What you will do
Using the entries below, return word for word the lines from the one containing "car side window" up to and including the last.

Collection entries
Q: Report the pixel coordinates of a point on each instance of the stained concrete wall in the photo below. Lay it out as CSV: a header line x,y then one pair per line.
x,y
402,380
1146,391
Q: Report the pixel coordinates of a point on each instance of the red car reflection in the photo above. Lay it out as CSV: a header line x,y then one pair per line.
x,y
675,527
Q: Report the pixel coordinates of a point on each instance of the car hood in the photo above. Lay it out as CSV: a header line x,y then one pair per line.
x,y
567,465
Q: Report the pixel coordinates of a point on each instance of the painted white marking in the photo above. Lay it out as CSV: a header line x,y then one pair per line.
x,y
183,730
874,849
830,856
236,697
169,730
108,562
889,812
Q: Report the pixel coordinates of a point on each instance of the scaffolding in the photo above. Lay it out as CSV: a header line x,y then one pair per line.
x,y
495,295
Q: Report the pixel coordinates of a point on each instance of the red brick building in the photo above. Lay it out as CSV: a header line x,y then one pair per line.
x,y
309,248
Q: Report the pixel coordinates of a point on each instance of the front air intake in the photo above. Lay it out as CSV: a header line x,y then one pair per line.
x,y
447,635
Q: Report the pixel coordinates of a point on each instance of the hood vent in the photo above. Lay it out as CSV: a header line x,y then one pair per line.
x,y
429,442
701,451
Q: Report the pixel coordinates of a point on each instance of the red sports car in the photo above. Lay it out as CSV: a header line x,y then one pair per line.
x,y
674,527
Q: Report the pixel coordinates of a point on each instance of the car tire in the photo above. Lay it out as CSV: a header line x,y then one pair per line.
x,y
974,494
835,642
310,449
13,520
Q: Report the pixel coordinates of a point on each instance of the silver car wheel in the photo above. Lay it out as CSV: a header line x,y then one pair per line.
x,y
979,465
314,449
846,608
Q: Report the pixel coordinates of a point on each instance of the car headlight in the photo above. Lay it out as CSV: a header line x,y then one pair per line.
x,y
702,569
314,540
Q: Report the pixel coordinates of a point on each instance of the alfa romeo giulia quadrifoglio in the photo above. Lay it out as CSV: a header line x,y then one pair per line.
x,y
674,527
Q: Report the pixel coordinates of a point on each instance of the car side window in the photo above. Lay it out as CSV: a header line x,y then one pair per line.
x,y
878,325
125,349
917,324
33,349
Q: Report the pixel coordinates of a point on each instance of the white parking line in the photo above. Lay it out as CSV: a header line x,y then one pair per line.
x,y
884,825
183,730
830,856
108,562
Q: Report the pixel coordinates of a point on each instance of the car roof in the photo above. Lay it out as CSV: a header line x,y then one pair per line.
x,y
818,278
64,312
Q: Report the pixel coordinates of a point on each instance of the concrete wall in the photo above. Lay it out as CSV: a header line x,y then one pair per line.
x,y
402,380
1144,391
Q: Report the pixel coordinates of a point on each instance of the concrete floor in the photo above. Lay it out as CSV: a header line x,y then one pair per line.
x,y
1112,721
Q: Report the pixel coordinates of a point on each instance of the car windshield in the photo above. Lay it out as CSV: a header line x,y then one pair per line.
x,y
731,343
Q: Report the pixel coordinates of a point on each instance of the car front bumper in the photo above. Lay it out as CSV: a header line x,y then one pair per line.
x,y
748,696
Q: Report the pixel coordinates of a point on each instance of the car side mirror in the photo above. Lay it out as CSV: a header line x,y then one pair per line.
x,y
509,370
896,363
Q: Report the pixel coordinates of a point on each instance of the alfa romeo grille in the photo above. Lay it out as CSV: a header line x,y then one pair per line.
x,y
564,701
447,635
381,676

Completed exercise
Q: Report the pixel coordinates of a point on each instance of the car side window in the photo above. Lay it out as CSV: a header line x,y then one pair per line.
x,y
878,325
125,349
917,324
33,349
Q: Report the pixel coordinates of a point on each instance of the white parking line in the photo above. Lay it out as CSV: a header line x,y then one pair per line.
x,y
884,825
183,730
830,856
108,562
Q: Report the pixel coordinates of a point on each instance of the car roof in the photo above. Lay it out as CSV: a header line x,y then one pair per line.
x,y
818,278
64,312
Q: Report the pixel coordinates of a point on each instance of the concrete wall in the photo above. Lay it out as CSV: a header line x,y then one pair per line.
x,y
402,380
1144,391
Q: Report the pixel coordinates of a point on each instance of the concrete floor in the photo above. Lay it out as CSV: a header line x,y then one pair per line.
x,y
1112,721
Q: Report the pixel coordinates of a point on each instance of the car windshield in the photo above. Lay it out as CSV: a header line x,y then one pair per line.
x,y
731,343
Q: Report the pixel coordinates of a point on each instance of the car front bumper in the photo above. Lay it out as CSV: a header line x,y then one pair per line.
x,y
748,696
Q: Report the pixel coordinates of a point on each instance of the car side mirror in the photo above. Lay it out as CSV: a header line x,y then one pair per line.
x,y
509,370
896,363
Q: Report the pixel coordinates of a point on each instance of the alfa romeo grille in the photo above. Lay it out as CSV: a header line x,y then one pair per line.
x,y
564,701
447,635
381,676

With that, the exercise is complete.